Labeling and segmentation records:
== == ==

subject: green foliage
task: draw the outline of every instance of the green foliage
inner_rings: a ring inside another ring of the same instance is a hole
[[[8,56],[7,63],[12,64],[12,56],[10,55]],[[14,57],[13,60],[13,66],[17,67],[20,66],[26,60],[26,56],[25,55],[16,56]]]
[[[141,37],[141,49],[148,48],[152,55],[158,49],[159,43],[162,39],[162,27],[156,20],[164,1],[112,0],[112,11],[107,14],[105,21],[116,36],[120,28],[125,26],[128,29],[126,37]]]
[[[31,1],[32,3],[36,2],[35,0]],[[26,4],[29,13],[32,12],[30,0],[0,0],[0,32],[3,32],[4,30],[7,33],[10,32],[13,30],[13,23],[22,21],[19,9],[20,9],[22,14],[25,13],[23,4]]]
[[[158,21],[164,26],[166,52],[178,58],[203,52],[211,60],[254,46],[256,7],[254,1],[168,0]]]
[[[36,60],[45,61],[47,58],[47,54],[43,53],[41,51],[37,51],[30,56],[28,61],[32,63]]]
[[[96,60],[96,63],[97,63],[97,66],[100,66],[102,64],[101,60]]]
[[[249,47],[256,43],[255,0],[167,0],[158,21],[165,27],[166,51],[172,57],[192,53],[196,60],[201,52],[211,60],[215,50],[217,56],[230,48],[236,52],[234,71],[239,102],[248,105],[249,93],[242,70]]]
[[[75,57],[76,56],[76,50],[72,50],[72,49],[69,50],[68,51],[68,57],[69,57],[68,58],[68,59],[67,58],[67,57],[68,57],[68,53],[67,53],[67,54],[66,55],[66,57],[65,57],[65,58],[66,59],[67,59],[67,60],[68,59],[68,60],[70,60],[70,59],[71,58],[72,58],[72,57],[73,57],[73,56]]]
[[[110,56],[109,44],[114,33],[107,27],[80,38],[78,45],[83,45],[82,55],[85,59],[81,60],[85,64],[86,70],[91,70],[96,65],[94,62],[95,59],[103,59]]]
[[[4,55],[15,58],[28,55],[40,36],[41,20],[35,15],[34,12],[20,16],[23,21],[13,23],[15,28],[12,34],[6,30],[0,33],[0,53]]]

== == ==

Duplicate every line of the material above without any alteration.

subject: green foliage
task: draw the outline of every instance of the green foliage
inner_rings: a ring inside another ring of the same instance is a hole
[[[8,56],[7,63],[12,64],[12,56],[10,55]],[[14,57],[13,60],[13,66],[17,67],[20,66],[26,60],[26,56],[25,55],[16,56]]]
[[[141,37],[141,49],[148,48],[152,55],[158,49],[159,43],[162,39],[162,27],[156,20],[164,1],[112,0],[112,11],[107,14],[105,21],[116,36],[120,28],[125,26],[128,29],[126,37]]]
[[[31,1],[32,3],[36,2],[35,0]],[[26,4],[29,13],[32,12],[30,0],[0,0],[0,32],[3,32],[4,30],[7,33],[10,32],[13,30],[13,23],[22,21],[19,9],[20,9],[22,14],[25,13],[23,4]]]
[[[158,21],[164,26],[166,52],[178,58],[203,52],[211,60],[254,46],[256,7],[254,1],[168,0]]]
[[[36,60],[45,61],[47,58],[47,54],[43,53],[41,51],[37,51],[30,56],[28,61],[32,63]]]
[[[96,60],[96,63],[97,63],[97,66],[100,66],[102,64],[101,60]]]
[[[249,47],[256,43],[255,0],[167,0],[158,21],[165,27],[166,51],[172,57],[192,53],[196,60],[201,52],[211,60],[215,50],[217,56],[230,48],[236,52],[234,71],[239,102],[248,105],[249,93],[242,70]]]
[[[75,57],[76,56],[76,50],[72,50],[72,49],[69,50],[68,51],[68,57],[69,57],[68,58],[68,59],[67,58],[67,57],[68,57],[68,53],[67,53],[67,54],[66,55],[66,57],[65,57],[65,58],[66,59],[67,59],[67,60],[68,59],[68,60],[70,60],[70,59],[71,58],[72,58],[72,57],[73,57],[73,56]]]
[[[110,56],[109,44],[114,33],[107,27],[80,38],[78,45],[83,45],[82,55],[85,59],[81,60],[85,64],[86,70],[91,70],[96,65],[94,62],[95,59],[103,59]]]
[[[4,55],[15,58],[28,55],[40,36],[41,20],[35,15],[34,12],[20,16],[23,21],[13,23],[15,28],[12,34],[6,30],[0,33],[0,53]]]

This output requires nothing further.